**ACTIVITY LIST:**
- 1) Decide whether each statement agrees with the Turrialba report: (a) Activity at Turrialba decreased during the morning of 8 December. (b) The ash plumes from the events on 9 December drifted SE. (c) Passive ash emissions on 12 December rose higher than 500 m. Answer yes or no for each, quoting the deciding words of the report.
- 2) Please carry the Turrialba report forward from its final sentence.

**PROVIDED TEXT:**

%%

Report on Turrialba (Costa Rica) — 7 December-13 December 2016
Smithsonian / US Geological Survey Weekly Volcanic Activity Report,
7 December-13 December 2016
Managing Editor: Sally Kuhn Sennert
Please cite this report as:
Global Volcanism Program, 2016. Report on Turrialba (Costa Rica). In: Sennert, S K (ed.), Weekly Volcanic Activity Report, 7 December-13 December 2016. Smithsonian Institution and US Geological Survey.
10.025°N, 83.767°W; summit elev. 3340 m
All times are local (unless otherwise noted)
OVSICORI-UNA reported that after three days of continuous ash emissions at Turrialba activity decreased during the morning of 8 December. Weak and sporadic emissions rising no higher than 200 m above the vent were observed in the afternoon. Events at 0919 and 0934 on 9 December produced ash plumes that rose 500 m and drifted NW. Weak and sporadic ash emissions the rest of the day rose no higher than 500 m. Passive ash emissions on 12 December did not exceed 500 m and drifted NW.

%%

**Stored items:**

%%

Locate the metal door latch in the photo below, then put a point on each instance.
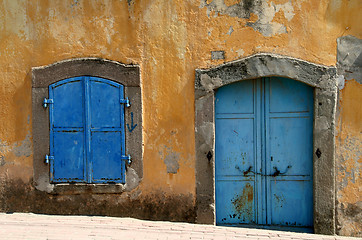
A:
(126, 101)
(48, 158)
(46, 102)
(127, 158)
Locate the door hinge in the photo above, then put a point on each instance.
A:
(47, 101)
(126, 101)
(48, 158)
(127, 158)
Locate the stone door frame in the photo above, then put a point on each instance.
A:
(322, 78)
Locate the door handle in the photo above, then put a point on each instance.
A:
(277, 171)
(245, 172)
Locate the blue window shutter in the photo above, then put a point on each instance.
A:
(67, 131)
(106, 130)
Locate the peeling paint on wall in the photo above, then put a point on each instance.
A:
(265, 12)
(171, 159)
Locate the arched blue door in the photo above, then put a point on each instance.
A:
(264, 153)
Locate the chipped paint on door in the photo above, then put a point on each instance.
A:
(263, 168)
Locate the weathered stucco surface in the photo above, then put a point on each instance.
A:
(168, 39)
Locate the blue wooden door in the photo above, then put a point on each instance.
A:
(87, 139)
(263, 167)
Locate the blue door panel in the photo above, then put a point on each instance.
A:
(289, 145)
(237, 204)
(236, 152)
(68, 164)
(290, 140)
(106, 157)
(68, 103)
(291, 203)
(104, 104)
(263, 142)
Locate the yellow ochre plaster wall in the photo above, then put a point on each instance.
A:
(168, 39)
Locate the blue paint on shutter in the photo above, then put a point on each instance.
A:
(263, 150)
(107, 131)
(87, 131)
(67, 131)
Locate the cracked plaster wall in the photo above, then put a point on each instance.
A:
(349, 138)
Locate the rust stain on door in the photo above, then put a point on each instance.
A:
(243, 204)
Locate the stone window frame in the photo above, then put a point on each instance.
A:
(324, 79)
(129, 77)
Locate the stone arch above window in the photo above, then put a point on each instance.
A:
(126, 75)
(324, 81)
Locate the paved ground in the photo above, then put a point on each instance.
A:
(36, 226)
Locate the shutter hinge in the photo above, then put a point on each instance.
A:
(126, 101)
(127, 158)
(48, 158)
(47, 101)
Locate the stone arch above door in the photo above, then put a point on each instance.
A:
(322, 78)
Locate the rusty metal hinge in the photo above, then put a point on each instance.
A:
(48, 158)
(125, 101)
(46, 102)
(127, 158)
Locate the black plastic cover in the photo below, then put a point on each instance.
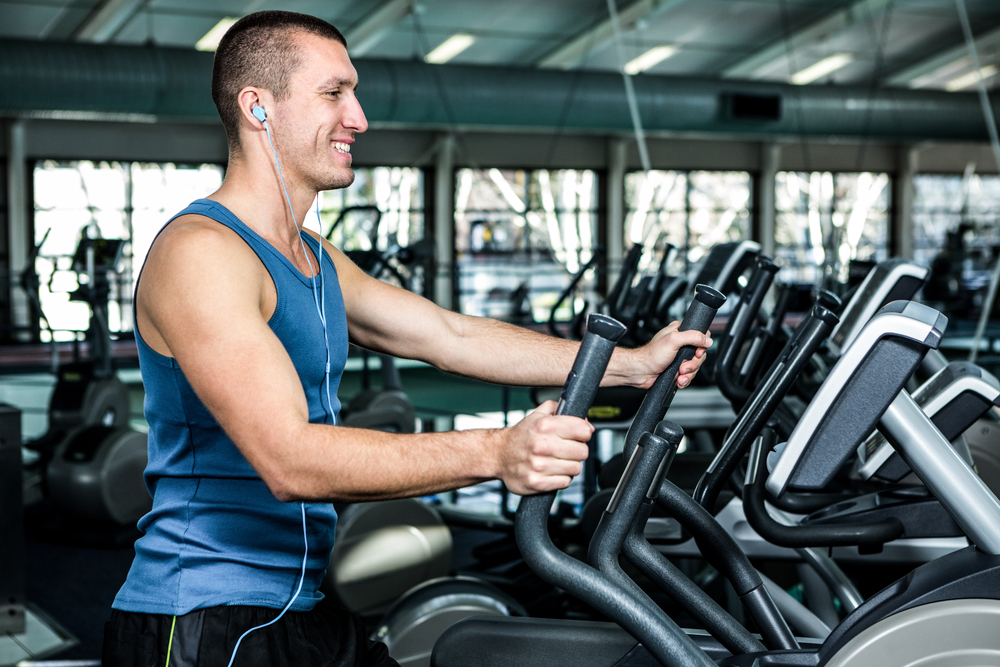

%%

**EXERCISE ANSWERS:**
- 1)
(a) Yes: "activity decreased during the morning of 8 December"
(b) No: "produced ash plumes that rose 500 m and drifted NW"
(c) No: "Passive ash emissions on 12 December did not exceed 500 m"

- 2)
Geological Summary. Turrialba, the easternmost of Costa Rica's Holocene volcanoes, is a large vegetated basaltic-to-dacitic stratovolcano located across a broad saddle NE of Irazú volcano overlooking the city of Cartago. The massive edifice covers an area of 500 km2. Three well-defined craters occur at the upper SW end of a broad 800 x 2200 m summit depression that is breached to the NE. Most activity originated from the summit vent complex, but two pyroclastic cones are located on the SW flank. Five major explosive eruptions have occurred during the past 3500 years. A series of explosive eruptions during the 19th century were sometimes accompanied by pyroclastic flows. Fumarolic activity continues at the central and SW summit craters.